▶ **WORK INSTRUCTIONS**:
1. In the article on Sonoma County's construction training program below, rewrite the paragraph beginning "Program classes are taught by local construction industry representatives" as a short bulleted list that keeps its main facts.
2. Resume the article on Sonoma County's construction training program below, picking up after its last sentence and not the data that follows it.
======== SOURCE DOCUMENT
More than 7,500 structures were lost in the October fires. Sonoma County will need 6,000 new construction workers each year for the next three years to rebuild, according to economist Christopher Thornberg, who spoke recently during an annual economic breakfast held at the Hyatt Regency Sonoma Wine Country in Santa Rosa.

“As our community is faced with one of the largest disasters in its history, we are coming together to find ways to relieve the pains and rebuild the losses. But as a community that was already suffering from a housing and workforce shortage, these fires have exacerbated this problem to a critical level,” said Kathy Goodacre, the Career Technical Education Foundation executive director.

CTE partners with North Coast Builders Exchange and Sonoma County Office of Education to manage the North Bay Construction Corps educational program to create a pipeline for getting students into the construction field.

“For decades we had been asking, ‘How do we get kids into the industry’?” said Doug Hamilton, president and owner of Oak Grove Construction in Petaluma. “We were shy on trade workers before the fires. We’re five years late in the coming. I wish the caffeine had kicked in sooner.”

It was Hamilton’s inspiration for the program, in which he also serves as instructor.

Earlier this year, 17 high school seniors entered the program, and seven graduated. When the five-month program starts again in January, CTE expects 60 or more students.

“Our little 60 students are a drop in the bucket, but with the housing situation, it’s a good reason to grow our own that have family and resources here,” said Amber Figueroa, director of CTE programs.

One early applicant lives as far away as South San Francisco.

“I talked to the parents, and they understand the commitment it takes to get someone up here each week,” Figueroa said.

The graduates are highly hirable after completing the program. Every participant in the first year of the program received multiple job offers.

Program classes are taught by local construction industry representatives and give students a taste of what it’s like to work in a variety of trades. They learn trade-based technical skills like the fundamentals of tool-handling, safety, electrical, plumbing, carpentry and solar installation. They also learn soft skills such as communication, teamwork, problem-solving, leadership and working on deadlines.

Students also earn certifications in forklift and scissor-lift operation, Occupational Safety and Health Administration’s 10-hour workplace safety course and CPR and first aid. This gives them a significant advantage over other applicants as they seek entry-level work or further training such as in an apprenticeship, Hamilton said.
================
======== LISTED ENTRIES
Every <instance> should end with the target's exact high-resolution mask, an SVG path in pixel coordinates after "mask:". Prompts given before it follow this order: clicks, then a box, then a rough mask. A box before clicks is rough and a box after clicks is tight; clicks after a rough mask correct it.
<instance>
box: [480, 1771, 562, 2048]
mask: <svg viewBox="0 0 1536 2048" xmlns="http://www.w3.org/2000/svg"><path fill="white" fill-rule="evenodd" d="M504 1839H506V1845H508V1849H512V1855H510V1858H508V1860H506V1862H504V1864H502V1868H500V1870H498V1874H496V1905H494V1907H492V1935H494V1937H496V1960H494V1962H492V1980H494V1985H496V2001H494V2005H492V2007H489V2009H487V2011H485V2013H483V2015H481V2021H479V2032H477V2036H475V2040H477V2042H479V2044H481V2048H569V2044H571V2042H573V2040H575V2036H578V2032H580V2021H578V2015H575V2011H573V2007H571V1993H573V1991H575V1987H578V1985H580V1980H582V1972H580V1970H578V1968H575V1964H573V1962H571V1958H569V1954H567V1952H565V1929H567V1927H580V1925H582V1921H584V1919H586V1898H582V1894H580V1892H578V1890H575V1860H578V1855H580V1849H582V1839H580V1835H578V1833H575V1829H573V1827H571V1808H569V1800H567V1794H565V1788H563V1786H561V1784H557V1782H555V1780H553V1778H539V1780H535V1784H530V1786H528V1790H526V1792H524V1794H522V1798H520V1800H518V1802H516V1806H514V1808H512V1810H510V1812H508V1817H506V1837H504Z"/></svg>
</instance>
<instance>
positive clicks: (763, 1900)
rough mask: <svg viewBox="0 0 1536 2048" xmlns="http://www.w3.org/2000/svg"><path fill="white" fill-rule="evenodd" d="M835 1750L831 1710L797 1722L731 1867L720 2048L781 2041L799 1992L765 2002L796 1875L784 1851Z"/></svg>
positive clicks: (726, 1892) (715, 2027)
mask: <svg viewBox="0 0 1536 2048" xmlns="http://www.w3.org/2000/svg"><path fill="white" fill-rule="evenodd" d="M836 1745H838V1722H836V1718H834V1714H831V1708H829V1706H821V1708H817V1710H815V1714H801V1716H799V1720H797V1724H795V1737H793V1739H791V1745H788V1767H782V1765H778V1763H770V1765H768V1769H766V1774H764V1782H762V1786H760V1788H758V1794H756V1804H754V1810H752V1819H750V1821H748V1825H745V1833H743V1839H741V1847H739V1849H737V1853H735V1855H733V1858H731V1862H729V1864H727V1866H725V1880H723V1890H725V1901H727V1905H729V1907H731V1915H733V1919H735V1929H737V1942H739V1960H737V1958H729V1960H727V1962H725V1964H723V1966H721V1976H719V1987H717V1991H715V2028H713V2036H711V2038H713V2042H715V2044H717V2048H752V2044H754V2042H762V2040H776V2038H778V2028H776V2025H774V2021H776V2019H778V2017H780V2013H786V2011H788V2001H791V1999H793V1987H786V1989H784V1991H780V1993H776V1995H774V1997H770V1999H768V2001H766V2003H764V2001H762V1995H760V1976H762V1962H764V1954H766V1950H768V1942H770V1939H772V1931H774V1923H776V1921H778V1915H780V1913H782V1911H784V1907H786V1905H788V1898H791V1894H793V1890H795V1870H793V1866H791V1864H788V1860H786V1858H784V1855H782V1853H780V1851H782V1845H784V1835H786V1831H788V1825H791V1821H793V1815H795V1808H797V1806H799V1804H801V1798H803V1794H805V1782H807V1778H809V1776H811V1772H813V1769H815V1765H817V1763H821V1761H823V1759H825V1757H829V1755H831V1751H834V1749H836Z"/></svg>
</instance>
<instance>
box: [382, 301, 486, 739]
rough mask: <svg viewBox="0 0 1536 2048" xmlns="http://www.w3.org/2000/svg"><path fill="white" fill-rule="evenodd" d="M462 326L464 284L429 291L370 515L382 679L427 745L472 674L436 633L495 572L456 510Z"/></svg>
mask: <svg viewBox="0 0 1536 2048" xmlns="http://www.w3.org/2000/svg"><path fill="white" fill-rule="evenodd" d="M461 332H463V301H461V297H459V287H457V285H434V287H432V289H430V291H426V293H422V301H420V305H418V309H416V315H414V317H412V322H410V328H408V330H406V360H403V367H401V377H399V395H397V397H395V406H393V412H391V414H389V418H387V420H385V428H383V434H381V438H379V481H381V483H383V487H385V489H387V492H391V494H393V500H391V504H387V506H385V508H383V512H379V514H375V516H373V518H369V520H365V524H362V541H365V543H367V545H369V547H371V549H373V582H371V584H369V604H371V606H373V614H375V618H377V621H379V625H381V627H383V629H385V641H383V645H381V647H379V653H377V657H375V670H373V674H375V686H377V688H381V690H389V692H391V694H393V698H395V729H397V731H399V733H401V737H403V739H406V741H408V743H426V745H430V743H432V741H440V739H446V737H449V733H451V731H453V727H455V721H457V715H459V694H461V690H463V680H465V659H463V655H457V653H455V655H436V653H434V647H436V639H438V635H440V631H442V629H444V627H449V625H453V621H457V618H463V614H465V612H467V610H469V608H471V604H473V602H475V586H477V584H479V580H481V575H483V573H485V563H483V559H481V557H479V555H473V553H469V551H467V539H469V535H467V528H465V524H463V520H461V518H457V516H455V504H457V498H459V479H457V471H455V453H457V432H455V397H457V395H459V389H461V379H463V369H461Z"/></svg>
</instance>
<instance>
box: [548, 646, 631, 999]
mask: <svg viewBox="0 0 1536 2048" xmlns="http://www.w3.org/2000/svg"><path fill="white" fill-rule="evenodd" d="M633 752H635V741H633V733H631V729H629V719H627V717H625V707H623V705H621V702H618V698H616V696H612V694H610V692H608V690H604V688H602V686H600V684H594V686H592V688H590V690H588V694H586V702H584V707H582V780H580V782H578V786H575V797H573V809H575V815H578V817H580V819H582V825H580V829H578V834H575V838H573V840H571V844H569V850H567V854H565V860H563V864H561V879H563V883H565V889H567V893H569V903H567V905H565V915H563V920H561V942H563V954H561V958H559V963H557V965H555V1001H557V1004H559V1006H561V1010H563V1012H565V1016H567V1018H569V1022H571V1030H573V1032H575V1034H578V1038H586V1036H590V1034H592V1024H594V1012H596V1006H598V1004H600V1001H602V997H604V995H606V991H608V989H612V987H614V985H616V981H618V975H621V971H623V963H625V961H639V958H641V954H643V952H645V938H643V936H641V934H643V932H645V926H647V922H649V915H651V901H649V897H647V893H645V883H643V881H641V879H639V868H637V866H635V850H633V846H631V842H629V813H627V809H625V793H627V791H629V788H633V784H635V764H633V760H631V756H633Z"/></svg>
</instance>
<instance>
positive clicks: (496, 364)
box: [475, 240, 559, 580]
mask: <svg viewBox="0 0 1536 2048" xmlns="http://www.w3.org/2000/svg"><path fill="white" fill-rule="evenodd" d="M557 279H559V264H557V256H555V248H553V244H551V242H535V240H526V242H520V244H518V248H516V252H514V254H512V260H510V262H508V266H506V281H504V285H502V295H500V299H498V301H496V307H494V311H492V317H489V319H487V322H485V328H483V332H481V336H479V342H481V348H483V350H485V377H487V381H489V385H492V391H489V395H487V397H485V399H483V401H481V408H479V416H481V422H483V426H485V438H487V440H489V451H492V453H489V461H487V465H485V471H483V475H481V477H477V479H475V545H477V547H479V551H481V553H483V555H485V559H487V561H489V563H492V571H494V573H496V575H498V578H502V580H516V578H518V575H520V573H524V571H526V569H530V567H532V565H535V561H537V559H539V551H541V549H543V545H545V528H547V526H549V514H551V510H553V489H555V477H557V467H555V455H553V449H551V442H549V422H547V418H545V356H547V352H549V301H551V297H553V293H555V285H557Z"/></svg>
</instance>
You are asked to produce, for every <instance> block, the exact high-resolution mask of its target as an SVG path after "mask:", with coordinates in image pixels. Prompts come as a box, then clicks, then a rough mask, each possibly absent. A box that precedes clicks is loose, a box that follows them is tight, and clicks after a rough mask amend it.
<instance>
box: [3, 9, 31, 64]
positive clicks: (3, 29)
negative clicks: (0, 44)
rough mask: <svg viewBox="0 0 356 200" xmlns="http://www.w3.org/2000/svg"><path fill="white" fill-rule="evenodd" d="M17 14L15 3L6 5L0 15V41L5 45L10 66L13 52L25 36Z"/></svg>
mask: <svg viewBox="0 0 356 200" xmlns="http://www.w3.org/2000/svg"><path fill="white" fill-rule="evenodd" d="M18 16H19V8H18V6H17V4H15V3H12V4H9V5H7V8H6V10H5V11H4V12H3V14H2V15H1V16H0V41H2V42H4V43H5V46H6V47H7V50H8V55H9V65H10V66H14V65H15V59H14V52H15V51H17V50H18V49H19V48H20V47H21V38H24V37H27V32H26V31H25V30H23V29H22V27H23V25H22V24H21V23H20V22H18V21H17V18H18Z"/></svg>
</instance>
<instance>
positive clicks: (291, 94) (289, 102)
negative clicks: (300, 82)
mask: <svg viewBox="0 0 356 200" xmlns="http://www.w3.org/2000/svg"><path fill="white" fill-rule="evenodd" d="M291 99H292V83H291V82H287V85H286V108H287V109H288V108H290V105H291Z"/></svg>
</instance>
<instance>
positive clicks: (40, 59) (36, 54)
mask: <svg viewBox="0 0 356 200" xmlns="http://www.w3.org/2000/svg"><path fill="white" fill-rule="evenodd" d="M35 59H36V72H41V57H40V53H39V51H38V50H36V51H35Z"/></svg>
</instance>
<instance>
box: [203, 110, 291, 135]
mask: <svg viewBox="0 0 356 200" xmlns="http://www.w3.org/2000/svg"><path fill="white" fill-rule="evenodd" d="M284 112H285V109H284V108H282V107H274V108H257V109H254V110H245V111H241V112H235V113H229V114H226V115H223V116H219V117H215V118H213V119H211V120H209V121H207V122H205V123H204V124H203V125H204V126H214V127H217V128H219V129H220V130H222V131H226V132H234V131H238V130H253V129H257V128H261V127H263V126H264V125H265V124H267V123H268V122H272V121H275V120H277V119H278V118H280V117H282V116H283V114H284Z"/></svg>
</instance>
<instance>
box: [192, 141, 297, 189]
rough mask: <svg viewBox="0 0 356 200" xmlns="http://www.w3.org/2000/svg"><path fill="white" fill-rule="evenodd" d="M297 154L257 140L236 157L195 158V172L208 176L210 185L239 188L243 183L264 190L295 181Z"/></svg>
================
▶ **ANSWERS**:
1.
- Local construction industry representatives teach the classes.
- Students get a taste of work in a variety of trades.
- Technical skills: tool-handling fundamentals, safety, electrical, plumbing, carpentry and solar installation.
- Soft skills: communication, teamwork, problem-solving, leadership and working on deadlines.

2.
Students also get hands-on experience in the field. The program pairs students with employers, culminating in a two-week boot camp that allows them to practice their skills. In the first program, they worked two 40-hour weeks while earning a $750 stipend, donated by construction partners. They also received a $100 gift certificate from a hardware store and letters of recommendation from the instructors.

But even more important than that, students are instilled with a strong work ethic, Hamilton said.

One student skipped out the first couple of days of the boot camp to go to the Bahamas, Hamilton said, and was let go from the program.

“We’re not going to hold their hand. But if they show us they are interested, we will reciprocate in ways they can’t imagine,” he said, by providing training and professional guidance.

Joshua Garrett, was a Rancho Cotate High School student and 2017 Construction Corps graduate.

“It’s very helpful in steering me in the direction I want to go,” he said.

Another student decided to further his education and is attending California Polytechnic State University, studying construction management.

“We’re getting positive feedback that these are valuable employees,” Hamilton said. “Construction companies say, ‘Oh my god. We haven’t seen this.’ They are busy sorting out job candidates that only say, ‘What’s in it for me?’”

While students graduate with broad experience, Hamilton emphasized this is not an apprentice program. They will still need to be trained according to the company’s trade.

“We are orienting them to the construction industry. Don’t put them on the roof by themselves or installing a 12-inch water main right away,” he said.

Hamilton also touts the program as a great alternative to going to college.

“We are sending a new message that if you are not headed to college, you can do very well for yourself and you can help your community,” he said. “Get an (operating engineer) job, make $90,000 a year and retire early.”

Goodacre agrees.

“Regardless of a young adults’ career aspirations, this program provides an opportunity for high school seniors to play a crucial role in rebuilding their own community, even if just for the first year or two,” said Goodacre. “They will graduate with incredible skills they can use to enhance their lives and future careers.”